JOB: Print every line of the data below without changing anything.

(Collected data entries)
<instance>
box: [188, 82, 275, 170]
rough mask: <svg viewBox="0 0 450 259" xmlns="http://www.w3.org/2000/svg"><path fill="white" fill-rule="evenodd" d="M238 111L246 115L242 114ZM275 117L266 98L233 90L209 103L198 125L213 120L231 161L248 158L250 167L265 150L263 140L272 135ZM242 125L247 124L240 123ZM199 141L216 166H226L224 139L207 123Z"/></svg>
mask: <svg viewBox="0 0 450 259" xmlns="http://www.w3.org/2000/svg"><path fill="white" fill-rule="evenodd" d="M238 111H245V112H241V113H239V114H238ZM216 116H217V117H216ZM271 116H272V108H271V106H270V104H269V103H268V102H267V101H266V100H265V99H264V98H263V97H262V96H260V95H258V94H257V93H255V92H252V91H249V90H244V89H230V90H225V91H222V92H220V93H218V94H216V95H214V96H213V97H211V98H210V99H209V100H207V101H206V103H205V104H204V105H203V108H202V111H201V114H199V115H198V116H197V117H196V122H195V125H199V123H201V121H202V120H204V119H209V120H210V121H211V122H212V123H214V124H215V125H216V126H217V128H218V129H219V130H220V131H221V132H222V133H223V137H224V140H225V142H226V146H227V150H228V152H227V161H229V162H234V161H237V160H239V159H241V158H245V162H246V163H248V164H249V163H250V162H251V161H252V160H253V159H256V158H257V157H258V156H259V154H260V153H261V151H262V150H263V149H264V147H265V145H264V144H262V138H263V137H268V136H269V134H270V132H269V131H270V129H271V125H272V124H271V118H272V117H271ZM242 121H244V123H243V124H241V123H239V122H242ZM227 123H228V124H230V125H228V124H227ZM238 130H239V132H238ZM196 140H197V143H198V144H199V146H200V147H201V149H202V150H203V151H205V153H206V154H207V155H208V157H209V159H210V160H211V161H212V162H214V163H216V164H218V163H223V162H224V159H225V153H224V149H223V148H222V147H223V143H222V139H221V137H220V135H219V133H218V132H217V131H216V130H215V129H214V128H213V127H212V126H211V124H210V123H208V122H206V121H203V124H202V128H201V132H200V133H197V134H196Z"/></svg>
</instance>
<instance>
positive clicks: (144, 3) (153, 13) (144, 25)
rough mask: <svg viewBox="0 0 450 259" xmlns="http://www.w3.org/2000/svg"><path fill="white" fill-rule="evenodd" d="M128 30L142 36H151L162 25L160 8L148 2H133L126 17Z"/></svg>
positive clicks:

SOLUTION TO THIS PROBLEM:
<instance>
box: [188, 82, 275, 170]
rough mask: <svg viewBox="0 0 450 259" xmlns="http://www.w3.org/2000/svg"><path fill="white" fill-rule="evenodd" d="M238 111L246 115L242 114ZM275 117L266 98L233 90L209 103L198 125L213 120L231 161L248 158L250 167L265 150L263 140L272 135ZM242 125L247 124L240 123ZM199 141L216 166H226L224 139L207 123Z"/></svg>
mask: <svg viewBox="0 0 450 259" xmlns="http://www.w3.org/2000/svg"><path fill="white" fill-rule="evenodd" d="M238 111H245V112H241V113H239V114H238ZM216 116H217V117H216ZM271 116H272V108H271V106H270V104H269V103H268V102H267V101H266V100H265V99H264V98H263V97H262V96H260V95H258V94H257V93H255V92H252V91H249V90H244V89H230V90H225V91H222V92H220V93H218V94H216V95H214V96H213V97H211V98H210V99H209V100H207V101H206V103H205V104H204V105H203V108H202V111H201V114H199V115H198V116H197V117H196V122H195V125H199V123H201V121H202V120H204V119H209V120H210V121H211V122H212V123H214V124H215V125H216V126H217V128H218V129H219V130H220V131H221V132H222V133H223V137H224V140H225V142H226V146H227V150H228V152H227V161H229V162H234V161H237V160H239V159H241V158H245V162H246V163H248V164H249V163H250V162H251V161H252V160H253V159H256V158H257V157H258V156H259V154H260V153H261V151H262V150H263V149H264V147H265V145H264V144H262V138H263V137H268V136H269V134H270V132H269V131H270V129H271V125H272V124H271V118H272V117H271ZM242 121H244V123H243V124H241V123H239V122H242ZM227 123H228V124H230V125H228V124H227ZM238 130H239V132H238ZM196 140H197V143H198V144H199V146H200V147H201V149H202V150H203V151H205V153H206V154H207V155H208V157H209V159H210V160H211V161H212V162H214V163H216V164H218V163H223V162H224V159H225V153H224V149H223V148H222V147H223V143H222V139H221V137H220V135H219V133H218V132H217V131H216V130H215V129H214V128H213V127H212V126H211V124H210V123H208V122H206V121H203V124H202V128H201V132H200V133H197V134H196Z"/></svg>
</instance>
<instance>
positive clicks: (144, 3) (153, 13) (144, 25)
rough mask: <svg viewBox="0 0 450 259" xmlns="http://www.w3.org/2000/svg"><path fill="white" fill-rule="evenodd" d="M128 30L142 36H151L162 25L160 8L148 2H133L126 17Z"/></svg>
positive clicks:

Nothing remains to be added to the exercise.